EXERCISE INPUTS>

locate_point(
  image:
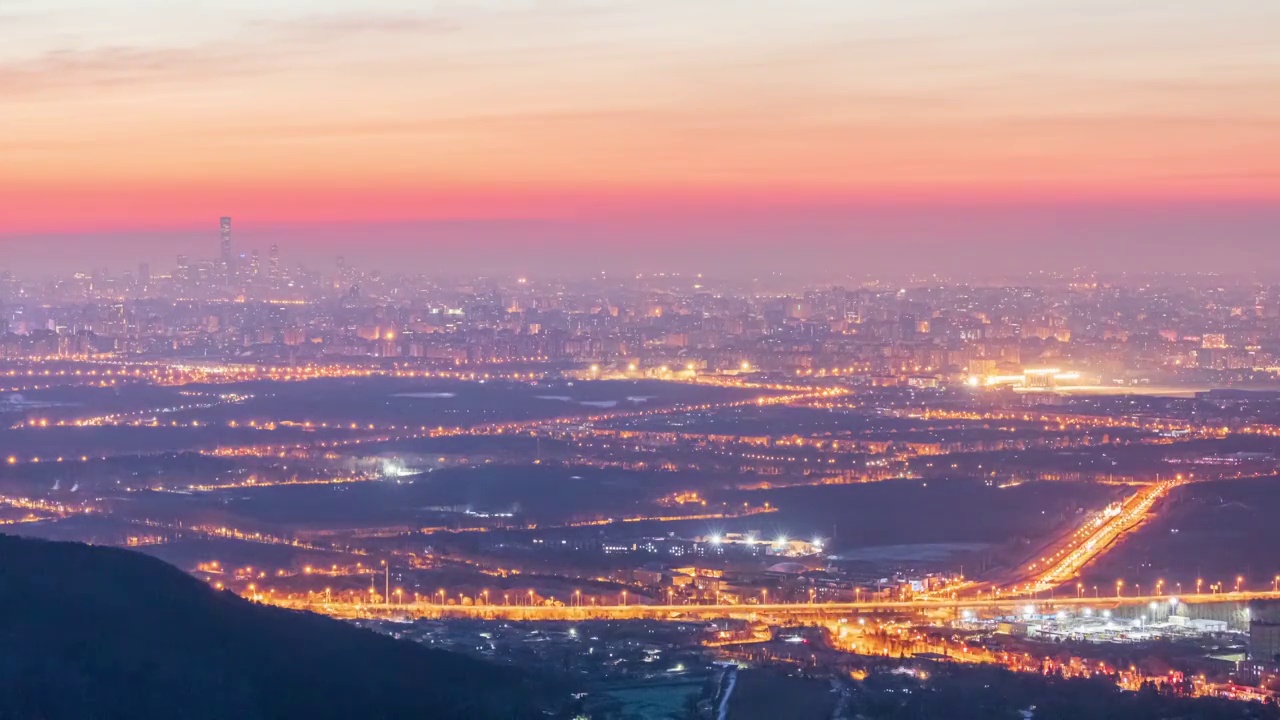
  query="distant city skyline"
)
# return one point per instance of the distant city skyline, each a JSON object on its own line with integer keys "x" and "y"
{"x": 584, "y": 133}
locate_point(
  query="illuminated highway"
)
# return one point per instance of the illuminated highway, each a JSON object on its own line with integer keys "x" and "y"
{"x": 775, "y": 611}
{"x": 1089, "y": 542}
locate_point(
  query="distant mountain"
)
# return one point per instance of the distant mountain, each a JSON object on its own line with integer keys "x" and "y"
{"x": 92, "y": 633}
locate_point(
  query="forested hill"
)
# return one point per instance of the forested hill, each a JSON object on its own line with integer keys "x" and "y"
{"x": 101, "y": 633}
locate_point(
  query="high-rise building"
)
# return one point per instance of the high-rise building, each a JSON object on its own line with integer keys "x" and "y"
{"x": 225, "y": 258}
{"x": 273, "y": 260}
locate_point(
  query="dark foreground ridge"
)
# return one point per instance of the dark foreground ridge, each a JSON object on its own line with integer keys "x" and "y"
{"x": 101, "y": 633}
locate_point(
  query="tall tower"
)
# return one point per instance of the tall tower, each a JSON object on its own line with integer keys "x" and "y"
{"x": 273, "y": 260}
{"x": 227, "y": 259}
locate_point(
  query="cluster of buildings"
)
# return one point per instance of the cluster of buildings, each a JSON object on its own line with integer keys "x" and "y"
{"x": 1036, "y": 335}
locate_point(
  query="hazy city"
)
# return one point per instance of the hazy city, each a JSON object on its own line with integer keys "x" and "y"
{"x": 615, "y": 360}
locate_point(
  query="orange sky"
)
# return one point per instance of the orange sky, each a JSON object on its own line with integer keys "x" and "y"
{"x": 158, "y": 114}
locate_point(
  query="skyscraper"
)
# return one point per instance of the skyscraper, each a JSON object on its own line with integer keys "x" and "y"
{"x": 227, "y": 259}
{"x": 273, "y": 259}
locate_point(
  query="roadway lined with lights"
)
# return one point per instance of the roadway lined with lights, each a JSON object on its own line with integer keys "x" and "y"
{"x": 634, "y": 611}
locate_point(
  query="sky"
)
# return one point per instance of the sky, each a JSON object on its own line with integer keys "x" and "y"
{"x": 643, "y": 133}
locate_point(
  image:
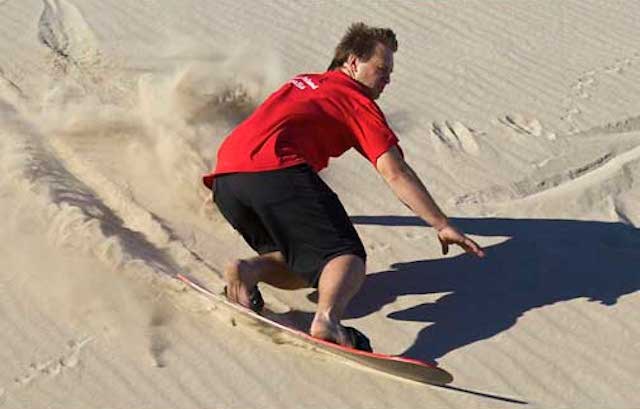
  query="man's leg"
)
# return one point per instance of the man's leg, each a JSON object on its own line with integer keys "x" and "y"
{"x": 271, "y": 268}
{"x": 339, "y": 281}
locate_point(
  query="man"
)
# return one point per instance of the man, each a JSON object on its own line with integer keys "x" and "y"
{"x": 265, "y": 182}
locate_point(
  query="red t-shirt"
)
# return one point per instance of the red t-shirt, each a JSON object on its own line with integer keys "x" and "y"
{"x": 312, "y": 118}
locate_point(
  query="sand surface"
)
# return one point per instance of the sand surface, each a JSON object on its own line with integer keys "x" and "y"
{"x": 523, "y": 118}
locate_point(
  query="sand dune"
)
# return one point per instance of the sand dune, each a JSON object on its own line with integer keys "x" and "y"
{"x": 522, "y": 117}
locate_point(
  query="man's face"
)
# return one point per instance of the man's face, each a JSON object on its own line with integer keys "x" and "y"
{"x": 375, "y": 74}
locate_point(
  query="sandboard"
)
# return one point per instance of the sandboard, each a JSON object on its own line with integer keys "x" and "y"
{"x": 407, "y": 368}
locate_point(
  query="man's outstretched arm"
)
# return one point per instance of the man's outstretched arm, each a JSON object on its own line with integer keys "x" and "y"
{"x": 410, "y": 190}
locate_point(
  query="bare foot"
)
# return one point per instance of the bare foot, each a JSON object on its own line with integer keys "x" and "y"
{"x": 329, "y": 331}
{"x": 240, "y": 280}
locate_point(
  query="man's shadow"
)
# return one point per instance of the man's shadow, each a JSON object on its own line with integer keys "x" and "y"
{"x": 543, "y": 262}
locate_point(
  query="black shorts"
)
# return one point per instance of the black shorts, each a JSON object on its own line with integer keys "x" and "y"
{"x": 292, "y": 211}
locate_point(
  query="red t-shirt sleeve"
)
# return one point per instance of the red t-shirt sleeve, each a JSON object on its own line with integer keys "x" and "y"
{"x": 372, "y": 133}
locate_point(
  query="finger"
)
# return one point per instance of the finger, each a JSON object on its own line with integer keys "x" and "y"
{"x": 444, "y": 245}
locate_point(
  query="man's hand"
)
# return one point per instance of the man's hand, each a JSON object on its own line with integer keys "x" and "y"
{"x": 450, "y": 235}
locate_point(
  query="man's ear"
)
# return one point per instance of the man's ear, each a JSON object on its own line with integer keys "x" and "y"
{"x": 352, "y": 63}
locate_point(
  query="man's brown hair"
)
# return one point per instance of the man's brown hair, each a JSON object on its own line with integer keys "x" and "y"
{"x": 361, "y": 40}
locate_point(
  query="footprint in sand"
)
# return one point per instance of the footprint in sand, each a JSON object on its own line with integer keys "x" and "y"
{"x": 526, "y": 126}
{"x": 454, "y": 137}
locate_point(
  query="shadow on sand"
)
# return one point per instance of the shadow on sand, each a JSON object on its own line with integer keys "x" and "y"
{"x": 543, "y": 262}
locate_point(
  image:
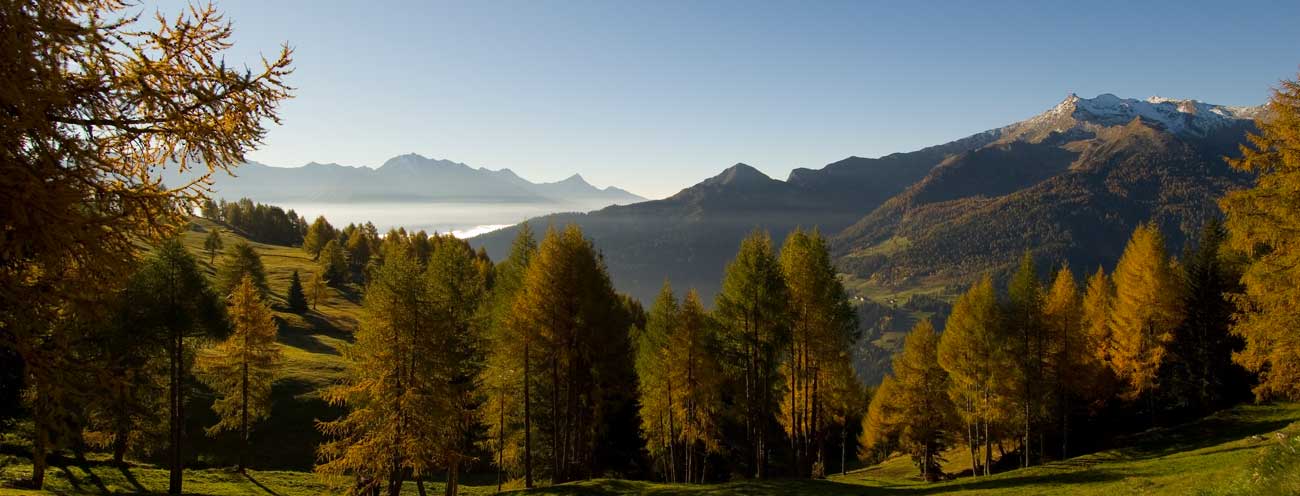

AIM OF THE TASK>
Please count the lines in the items above that contain the string "outstretched", treating uppercase and lowercase as different, and reply with only the number.

RESPONSE>
2